Work to be completed:
Reproduce every line of the entries below, requests included, and offset each coordinate in the answers by adding 42 to it.

Entries from a pointing dataset:

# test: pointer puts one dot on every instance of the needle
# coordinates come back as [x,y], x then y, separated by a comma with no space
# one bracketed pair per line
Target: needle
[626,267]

Solution to this problem:
# test: pointer puts one dot on every instance of the needle
# coordinates come back as [x,y], x then y, separated by a comma with no space
# one bracketed pair per line
Target: needle
[668,309]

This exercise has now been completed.